Rep. Dan Newhouse: Congress stands ready to help business survive COVID-19

U.S. Rep. Dan Newhouse, R-Sunnyside, predicted Congress will add to the $2.2 trillion it has already authorized to prop up the nation’s economy during the COVID-19 pandemic in an April 10 meeting with the Tri-Cities Area Chamber of Commerce.

“The federal government is responding quickly and doing all it can to ensure Americans can stay healthy and that our economy can be as resilient as possible so when we finally get out of the stay at home orders that are keeping us from our businesses and workers from their jobs,” he told worried business leaders in a meeting conducted via Zoom.

Newhouse fielded questions from constituents about the federal government’s response to the outbreak, prospects for added funding and his work to include homebuilding on the list of allowed activities under Washington Gov. Jay Inslee’s Stay Home, Stay Healthy order.

He assured listeners Congress will appropriate money to support business so the economy can restart when the crisis is past – a date he could not predict.

Input data:
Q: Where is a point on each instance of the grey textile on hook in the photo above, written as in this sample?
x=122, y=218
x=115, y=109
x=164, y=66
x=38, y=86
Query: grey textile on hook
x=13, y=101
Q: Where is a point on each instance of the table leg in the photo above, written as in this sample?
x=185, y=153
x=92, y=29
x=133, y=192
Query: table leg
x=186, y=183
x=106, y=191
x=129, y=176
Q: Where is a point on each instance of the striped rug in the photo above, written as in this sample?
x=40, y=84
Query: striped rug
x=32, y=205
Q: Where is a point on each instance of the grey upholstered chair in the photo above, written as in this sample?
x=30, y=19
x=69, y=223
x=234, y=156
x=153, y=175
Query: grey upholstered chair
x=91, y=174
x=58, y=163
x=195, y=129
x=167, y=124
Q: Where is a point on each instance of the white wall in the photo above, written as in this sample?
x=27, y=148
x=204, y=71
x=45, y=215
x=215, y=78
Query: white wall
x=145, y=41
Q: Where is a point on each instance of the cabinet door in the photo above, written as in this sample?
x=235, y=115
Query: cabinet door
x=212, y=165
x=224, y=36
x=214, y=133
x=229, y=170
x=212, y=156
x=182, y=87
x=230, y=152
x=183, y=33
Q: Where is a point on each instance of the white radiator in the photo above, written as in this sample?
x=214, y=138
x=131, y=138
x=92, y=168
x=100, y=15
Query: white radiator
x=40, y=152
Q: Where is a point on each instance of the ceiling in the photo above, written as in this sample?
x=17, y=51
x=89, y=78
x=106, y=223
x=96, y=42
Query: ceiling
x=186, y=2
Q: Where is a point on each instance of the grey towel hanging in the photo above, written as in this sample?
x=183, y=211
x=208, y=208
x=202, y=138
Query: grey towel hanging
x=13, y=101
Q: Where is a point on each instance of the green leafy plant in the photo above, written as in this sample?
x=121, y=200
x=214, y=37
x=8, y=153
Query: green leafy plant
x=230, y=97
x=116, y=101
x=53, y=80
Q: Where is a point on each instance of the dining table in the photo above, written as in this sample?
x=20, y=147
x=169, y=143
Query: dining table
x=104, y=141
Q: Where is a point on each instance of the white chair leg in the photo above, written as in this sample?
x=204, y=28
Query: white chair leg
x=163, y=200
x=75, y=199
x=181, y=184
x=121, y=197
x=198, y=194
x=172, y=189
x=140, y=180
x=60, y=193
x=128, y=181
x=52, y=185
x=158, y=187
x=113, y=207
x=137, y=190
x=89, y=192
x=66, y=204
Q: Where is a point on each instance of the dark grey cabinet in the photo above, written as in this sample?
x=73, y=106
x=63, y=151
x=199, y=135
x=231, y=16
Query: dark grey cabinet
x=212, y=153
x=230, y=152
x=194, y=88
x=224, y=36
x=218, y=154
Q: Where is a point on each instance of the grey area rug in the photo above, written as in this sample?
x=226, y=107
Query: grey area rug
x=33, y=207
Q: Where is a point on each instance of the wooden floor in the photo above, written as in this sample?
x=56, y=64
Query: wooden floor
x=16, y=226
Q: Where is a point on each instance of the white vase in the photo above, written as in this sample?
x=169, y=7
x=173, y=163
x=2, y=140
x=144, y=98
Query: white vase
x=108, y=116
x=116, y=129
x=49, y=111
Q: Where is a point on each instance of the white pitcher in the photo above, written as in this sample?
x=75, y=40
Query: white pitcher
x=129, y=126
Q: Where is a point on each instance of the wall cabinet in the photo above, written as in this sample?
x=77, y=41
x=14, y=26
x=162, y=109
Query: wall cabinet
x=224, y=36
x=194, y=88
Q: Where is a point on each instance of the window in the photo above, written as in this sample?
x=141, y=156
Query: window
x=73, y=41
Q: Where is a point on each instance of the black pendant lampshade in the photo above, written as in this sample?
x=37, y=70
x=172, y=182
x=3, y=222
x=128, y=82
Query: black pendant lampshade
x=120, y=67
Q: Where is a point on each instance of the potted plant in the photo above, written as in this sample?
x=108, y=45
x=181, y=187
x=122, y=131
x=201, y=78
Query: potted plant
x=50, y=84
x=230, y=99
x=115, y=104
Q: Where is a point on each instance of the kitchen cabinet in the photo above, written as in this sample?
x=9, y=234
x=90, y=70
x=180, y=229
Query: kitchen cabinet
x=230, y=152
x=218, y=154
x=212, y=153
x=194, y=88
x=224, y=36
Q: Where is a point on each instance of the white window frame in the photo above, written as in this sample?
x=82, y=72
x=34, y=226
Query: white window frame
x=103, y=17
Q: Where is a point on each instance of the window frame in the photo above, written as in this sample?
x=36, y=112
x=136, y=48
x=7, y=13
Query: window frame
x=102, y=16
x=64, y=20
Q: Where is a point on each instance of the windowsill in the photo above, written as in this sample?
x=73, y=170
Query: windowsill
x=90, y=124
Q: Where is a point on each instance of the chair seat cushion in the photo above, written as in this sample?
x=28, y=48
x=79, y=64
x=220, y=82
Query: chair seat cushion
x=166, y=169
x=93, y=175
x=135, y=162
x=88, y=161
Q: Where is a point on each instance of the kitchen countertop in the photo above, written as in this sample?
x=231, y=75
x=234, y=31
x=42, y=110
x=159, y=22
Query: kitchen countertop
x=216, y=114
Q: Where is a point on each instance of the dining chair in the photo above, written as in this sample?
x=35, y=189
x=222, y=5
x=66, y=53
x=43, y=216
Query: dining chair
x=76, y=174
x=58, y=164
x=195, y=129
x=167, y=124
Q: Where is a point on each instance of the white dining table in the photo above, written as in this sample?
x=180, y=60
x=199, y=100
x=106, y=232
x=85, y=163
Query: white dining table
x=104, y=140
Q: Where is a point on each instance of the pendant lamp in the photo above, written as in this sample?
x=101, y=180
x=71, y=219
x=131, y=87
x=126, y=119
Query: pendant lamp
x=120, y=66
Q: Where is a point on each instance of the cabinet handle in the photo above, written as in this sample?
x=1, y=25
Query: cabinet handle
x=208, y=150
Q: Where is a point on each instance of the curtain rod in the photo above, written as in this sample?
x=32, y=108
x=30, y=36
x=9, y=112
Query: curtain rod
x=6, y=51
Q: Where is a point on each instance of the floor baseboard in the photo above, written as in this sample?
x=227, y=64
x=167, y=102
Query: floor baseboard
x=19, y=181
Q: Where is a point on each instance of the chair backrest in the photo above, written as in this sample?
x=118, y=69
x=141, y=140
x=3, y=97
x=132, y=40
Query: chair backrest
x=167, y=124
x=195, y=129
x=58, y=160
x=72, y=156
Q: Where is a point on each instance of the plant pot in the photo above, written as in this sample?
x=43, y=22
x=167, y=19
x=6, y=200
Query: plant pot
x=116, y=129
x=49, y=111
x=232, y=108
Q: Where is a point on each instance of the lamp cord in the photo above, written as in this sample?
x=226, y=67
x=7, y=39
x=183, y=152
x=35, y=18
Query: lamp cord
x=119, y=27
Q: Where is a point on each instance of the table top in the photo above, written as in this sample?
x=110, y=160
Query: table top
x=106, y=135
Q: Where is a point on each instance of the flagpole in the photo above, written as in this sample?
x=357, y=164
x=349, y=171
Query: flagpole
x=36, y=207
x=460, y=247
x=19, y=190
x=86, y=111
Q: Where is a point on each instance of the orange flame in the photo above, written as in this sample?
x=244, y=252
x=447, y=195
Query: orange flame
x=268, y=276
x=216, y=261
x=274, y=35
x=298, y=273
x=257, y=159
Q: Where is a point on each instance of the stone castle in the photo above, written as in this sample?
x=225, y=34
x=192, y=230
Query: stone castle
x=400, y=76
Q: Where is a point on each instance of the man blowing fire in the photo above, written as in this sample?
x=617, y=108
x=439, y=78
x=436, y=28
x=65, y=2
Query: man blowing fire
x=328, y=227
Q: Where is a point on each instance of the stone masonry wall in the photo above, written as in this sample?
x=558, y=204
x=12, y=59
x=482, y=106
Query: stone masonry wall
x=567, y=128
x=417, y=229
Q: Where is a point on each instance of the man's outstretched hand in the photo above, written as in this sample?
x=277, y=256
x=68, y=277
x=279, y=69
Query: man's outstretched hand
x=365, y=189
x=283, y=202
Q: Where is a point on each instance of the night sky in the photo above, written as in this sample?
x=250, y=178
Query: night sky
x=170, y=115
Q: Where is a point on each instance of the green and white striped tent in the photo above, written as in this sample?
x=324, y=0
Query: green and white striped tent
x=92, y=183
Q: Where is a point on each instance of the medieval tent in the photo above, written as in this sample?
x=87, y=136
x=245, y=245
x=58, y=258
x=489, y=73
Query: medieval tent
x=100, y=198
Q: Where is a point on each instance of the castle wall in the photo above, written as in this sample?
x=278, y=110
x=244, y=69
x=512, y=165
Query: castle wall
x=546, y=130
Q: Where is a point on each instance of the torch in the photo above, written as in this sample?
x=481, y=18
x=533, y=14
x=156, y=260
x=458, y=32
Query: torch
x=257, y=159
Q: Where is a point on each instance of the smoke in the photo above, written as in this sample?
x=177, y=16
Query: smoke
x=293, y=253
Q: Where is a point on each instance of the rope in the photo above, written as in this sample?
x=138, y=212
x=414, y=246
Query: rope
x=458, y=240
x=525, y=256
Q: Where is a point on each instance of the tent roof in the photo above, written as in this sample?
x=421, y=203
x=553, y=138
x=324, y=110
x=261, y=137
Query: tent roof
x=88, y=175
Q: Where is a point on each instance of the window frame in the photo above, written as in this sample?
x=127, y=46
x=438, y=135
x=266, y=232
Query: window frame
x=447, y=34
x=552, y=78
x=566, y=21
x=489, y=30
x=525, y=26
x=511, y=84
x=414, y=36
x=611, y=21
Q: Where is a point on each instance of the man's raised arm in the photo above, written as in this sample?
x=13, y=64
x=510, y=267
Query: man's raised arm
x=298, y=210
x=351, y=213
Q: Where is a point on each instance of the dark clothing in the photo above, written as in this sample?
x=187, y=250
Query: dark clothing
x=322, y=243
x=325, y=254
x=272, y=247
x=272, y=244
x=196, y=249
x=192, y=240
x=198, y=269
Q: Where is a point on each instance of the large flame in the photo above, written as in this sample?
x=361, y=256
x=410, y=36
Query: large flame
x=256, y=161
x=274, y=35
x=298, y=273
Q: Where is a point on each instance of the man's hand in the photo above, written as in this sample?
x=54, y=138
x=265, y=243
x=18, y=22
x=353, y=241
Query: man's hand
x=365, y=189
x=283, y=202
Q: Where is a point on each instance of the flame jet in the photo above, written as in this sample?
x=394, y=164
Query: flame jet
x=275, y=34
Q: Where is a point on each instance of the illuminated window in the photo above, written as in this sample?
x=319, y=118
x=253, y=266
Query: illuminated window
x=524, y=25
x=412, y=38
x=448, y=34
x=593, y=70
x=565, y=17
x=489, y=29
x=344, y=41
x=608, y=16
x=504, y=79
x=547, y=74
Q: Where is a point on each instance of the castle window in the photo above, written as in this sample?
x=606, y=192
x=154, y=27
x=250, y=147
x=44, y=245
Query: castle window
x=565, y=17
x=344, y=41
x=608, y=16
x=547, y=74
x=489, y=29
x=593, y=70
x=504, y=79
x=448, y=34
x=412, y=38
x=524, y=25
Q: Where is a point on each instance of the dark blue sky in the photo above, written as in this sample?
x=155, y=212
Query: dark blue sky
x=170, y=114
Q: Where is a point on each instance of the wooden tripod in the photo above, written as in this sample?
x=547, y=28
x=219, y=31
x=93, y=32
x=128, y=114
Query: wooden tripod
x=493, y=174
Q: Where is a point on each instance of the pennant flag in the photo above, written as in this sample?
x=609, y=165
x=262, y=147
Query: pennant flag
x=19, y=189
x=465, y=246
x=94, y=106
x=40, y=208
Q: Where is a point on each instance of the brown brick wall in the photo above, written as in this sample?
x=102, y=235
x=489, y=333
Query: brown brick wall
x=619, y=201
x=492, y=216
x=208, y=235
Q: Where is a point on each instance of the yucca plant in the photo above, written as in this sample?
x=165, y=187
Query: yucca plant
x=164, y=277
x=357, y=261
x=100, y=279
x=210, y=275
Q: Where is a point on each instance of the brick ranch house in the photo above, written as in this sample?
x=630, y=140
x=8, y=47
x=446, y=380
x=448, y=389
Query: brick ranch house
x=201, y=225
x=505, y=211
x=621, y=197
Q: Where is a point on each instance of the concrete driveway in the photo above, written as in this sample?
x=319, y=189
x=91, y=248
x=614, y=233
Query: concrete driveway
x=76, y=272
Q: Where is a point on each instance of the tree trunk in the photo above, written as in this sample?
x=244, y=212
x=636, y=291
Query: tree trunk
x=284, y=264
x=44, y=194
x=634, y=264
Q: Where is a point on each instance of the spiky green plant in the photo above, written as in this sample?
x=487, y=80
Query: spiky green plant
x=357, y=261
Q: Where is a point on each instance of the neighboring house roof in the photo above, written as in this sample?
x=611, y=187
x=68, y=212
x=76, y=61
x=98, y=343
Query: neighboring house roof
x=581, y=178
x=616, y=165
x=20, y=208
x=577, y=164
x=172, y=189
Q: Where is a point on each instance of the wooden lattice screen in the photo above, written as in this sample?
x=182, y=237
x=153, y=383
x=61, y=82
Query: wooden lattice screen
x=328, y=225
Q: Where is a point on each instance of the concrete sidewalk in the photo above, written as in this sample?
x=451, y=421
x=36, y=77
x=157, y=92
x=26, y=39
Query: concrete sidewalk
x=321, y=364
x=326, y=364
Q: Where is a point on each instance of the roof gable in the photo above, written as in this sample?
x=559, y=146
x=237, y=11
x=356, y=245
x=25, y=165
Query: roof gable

What to work on:
A - In the Newhouse article, on what date did Newhouse meet with the Tri-Cities Area Chamber of Commerce?
B - Reproduce the Newhouse article word for word, beginning at the words "Newhouse fielded questions" and stopping after "Stay Healthy order.".

Responses by item number:
A - April 10

B -
Newhouse fielded questions from constituents about the federal government’s response to the outbreak, prospects for added funding and his work to include homebuilding on the list of allowed activities under Washington Gov. Jay Inslee’s Stay Home, Stay Healthy order.